Exercise aim: Return, word for word, only the lines of the data below that lie between the line with "Tag red flag in this screenshot." and the line with "Tag person wading in this screenshot.", those two lines included.

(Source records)
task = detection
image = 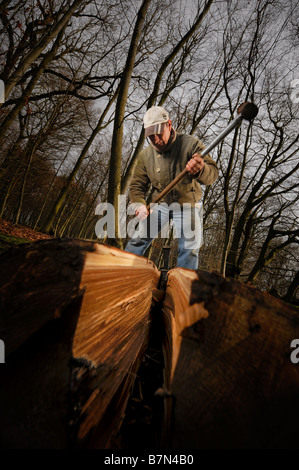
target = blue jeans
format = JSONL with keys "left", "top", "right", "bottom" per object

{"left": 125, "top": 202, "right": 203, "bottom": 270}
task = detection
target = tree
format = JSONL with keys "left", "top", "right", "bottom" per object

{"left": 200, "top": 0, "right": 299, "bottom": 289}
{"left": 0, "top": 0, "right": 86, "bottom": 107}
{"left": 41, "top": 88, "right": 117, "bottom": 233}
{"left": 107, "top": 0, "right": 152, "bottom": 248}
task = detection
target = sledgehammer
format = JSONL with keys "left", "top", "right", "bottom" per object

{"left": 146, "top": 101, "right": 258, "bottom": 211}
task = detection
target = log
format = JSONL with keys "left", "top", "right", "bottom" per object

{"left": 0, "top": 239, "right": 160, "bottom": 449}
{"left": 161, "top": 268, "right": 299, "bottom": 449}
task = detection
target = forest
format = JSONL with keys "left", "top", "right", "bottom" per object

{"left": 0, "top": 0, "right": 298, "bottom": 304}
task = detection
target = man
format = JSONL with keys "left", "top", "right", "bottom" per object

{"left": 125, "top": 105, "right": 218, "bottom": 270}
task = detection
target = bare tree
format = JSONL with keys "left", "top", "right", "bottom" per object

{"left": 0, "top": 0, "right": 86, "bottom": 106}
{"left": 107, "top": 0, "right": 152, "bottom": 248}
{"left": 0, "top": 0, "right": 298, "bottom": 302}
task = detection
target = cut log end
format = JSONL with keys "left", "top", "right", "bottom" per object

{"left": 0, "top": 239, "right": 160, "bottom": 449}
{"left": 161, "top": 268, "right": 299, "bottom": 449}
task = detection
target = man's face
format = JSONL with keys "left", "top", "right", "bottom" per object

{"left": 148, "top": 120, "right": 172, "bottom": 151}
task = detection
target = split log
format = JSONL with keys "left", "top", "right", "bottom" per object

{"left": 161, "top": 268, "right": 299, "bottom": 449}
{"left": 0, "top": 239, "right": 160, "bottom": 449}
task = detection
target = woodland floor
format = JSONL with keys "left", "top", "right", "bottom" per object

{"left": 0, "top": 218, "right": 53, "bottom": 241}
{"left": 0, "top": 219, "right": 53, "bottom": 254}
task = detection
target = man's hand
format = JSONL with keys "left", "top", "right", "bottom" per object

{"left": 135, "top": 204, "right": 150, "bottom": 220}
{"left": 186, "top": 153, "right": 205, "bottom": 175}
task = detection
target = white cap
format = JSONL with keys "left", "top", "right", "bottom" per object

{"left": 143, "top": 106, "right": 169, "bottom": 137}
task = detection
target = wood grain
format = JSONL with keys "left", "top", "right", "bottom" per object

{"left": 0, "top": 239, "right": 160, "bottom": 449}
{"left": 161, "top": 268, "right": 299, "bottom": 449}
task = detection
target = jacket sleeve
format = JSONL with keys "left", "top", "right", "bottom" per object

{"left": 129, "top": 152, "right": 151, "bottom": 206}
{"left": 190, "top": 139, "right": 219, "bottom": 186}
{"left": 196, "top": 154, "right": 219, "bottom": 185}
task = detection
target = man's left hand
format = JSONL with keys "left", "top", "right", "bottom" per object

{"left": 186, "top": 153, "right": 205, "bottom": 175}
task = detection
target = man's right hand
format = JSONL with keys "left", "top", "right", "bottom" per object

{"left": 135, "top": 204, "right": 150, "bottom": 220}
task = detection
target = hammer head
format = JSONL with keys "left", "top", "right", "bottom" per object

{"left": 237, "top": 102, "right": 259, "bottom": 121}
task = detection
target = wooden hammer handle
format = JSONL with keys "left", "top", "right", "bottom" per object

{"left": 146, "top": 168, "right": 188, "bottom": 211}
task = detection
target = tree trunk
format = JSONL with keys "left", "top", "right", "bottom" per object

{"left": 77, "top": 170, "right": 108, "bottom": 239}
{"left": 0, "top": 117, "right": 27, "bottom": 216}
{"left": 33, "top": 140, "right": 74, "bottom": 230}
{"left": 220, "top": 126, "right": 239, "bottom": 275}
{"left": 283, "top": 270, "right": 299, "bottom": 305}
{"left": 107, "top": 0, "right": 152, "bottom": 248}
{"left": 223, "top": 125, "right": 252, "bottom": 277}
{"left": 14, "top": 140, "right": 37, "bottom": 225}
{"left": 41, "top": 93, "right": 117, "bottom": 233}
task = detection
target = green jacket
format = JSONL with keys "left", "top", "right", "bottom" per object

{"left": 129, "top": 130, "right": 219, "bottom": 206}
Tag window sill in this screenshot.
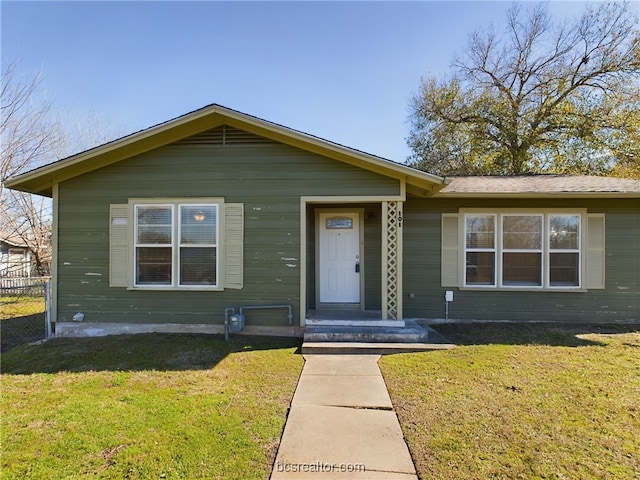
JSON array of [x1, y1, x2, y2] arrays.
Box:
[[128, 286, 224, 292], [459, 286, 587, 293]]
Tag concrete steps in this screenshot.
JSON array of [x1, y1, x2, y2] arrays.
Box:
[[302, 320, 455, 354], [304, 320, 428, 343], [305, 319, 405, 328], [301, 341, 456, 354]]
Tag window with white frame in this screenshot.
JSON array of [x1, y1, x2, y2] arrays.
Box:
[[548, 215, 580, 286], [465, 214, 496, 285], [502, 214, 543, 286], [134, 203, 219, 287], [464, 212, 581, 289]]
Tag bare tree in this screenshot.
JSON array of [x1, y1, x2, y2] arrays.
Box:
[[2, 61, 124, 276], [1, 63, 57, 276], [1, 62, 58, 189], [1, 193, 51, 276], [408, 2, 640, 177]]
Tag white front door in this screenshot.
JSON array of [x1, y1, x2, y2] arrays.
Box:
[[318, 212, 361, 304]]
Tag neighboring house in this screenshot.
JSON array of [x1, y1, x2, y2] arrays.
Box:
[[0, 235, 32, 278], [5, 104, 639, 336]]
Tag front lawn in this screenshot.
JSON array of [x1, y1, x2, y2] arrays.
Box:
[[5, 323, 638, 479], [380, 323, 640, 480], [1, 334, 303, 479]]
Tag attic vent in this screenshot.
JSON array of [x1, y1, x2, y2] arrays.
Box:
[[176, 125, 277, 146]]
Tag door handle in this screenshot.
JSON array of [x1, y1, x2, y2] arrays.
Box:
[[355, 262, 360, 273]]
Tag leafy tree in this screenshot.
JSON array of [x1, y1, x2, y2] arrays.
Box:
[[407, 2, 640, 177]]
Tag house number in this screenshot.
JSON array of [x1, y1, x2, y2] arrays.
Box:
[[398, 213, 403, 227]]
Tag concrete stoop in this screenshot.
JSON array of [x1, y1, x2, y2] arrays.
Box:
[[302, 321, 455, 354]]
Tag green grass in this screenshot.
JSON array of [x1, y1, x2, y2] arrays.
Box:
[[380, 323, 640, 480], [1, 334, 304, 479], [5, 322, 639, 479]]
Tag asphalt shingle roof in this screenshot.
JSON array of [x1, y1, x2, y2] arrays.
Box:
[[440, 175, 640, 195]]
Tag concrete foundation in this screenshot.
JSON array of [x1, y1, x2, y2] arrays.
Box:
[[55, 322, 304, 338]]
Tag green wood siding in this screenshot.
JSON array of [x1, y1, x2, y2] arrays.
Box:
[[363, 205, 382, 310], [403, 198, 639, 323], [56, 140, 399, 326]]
...
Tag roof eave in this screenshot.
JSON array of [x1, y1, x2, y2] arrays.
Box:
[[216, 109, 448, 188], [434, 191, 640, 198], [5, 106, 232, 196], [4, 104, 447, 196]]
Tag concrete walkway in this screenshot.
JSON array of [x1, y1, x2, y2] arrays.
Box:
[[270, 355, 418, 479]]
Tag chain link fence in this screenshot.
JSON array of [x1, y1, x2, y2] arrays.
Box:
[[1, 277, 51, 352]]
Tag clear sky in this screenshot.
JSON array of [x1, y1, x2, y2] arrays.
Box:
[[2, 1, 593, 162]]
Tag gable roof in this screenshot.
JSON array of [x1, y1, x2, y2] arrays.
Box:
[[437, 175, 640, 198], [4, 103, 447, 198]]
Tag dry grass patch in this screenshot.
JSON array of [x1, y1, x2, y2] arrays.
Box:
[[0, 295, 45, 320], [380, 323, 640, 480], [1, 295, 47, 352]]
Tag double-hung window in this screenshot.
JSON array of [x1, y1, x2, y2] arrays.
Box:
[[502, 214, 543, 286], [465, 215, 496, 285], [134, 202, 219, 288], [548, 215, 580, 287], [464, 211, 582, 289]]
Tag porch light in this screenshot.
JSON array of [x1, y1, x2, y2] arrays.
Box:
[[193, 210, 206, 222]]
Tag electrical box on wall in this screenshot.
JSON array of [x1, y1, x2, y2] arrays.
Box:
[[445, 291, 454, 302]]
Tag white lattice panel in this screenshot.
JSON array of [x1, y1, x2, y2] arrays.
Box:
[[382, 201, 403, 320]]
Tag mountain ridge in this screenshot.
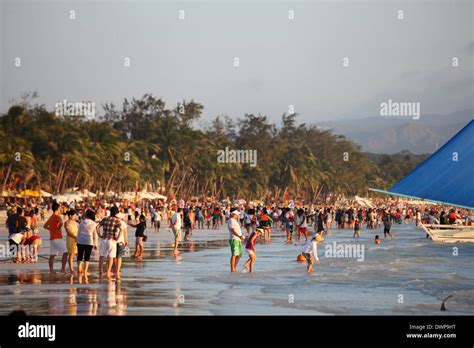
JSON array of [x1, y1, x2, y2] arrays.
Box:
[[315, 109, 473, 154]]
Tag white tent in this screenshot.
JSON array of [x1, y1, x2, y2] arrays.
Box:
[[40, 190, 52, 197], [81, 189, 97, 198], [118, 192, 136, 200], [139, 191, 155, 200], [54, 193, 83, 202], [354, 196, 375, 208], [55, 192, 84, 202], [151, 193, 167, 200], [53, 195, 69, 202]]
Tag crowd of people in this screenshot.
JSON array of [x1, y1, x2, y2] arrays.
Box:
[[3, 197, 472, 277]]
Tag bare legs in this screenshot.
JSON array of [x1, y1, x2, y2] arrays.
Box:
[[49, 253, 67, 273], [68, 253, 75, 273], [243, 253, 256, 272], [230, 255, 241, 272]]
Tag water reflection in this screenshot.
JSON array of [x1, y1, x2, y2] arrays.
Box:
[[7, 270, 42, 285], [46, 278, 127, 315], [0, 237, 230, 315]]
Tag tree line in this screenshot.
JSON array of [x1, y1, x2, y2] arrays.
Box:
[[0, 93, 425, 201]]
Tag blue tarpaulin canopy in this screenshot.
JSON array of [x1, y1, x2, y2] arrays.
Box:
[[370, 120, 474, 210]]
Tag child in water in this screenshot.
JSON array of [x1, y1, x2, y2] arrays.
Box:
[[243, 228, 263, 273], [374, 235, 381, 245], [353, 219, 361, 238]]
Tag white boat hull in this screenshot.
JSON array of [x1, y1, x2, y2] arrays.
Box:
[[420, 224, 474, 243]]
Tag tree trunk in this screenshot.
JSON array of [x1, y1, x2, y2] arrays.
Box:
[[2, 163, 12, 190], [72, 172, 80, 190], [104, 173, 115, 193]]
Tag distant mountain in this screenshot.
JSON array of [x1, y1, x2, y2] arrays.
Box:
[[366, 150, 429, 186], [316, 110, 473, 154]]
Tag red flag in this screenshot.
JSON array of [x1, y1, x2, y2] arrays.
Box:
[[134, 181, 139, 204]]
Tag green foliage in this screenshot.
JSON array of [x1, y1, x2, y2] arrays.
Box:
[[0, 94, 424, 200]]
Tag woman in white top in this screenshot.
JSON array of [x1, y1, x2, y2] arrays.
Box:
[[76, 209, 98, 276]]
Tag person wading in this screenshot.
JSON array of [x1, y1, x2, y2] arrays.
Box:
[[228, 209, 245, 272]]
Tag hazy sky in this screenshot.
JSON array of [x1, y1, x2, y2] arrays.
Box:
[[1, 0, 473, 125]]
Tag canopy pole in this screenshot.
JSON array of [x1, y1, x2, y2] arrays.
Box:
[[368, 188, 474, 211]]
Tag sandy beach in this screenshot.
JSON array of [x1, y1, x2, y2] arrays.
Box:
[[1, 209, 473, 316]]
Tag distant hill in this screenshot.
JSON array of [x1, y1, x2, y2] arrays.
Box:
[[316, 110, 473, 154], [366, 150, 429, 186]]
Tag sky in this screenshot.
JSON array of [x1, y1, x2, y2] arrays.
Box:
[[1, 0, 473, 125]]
...
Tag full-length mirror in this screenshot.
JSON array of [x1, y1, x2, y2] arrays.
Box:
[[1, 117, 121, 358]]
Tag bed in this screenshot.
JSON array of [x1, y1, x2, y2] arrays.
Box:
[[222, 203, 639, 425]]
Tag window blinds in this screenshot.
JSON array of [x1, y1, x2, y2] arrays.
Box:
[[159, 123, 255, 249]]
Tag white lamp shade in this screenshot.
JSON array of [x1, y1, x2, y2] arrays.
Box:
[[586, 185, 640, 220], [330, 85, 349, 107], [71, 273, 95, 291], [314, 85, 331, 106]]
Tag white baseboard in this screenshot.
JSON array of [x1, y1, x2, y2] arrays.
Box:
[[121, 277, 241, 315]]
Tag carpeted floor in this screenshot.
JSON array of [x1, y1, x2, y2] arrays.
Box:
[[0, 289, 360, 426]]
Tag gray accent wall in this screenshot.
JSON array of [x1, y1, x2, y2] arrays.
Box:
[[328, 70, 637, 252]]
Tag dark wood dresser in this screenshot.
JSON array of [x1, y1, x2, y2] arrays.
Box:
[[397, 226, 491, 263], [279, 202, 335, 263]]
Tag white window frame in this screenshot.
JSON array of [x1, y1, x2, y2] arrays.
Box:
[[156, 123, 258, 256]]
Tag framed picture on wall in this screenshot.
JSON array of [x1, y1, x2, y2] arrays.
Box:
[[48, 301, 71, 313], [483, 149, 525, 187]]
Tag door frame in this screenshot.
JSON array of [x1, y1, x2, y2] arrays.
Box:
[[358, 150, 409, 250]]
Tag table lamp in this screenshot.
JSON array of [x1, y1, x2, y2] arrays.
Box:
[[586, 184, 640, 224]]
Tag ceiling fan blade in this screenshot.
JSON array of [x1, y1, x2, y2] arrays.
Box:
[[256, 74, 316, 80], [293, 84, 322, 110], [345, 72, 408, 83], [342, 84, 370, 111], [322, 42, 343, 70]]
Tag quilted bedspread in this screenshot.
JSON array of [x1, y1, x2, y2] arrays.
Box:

Answer for the task:
Tag red flag in this screenshot.
JSON array of [x1, y1, x2, y2] arrays.
Box:
[[134, 181, 139, 204]]
Tag green foliage in this screenshot.
JSON array of [x1, y1, x2, y2] arrays.
Box:
[[0, 94, 424, 200]]
Tag woman in white top in this screenshot.
JSON array of [x1, y1, x2, y2] arrays.
Box:
[[76, 209, 98, 276]]
Tag person wading in this screenshot.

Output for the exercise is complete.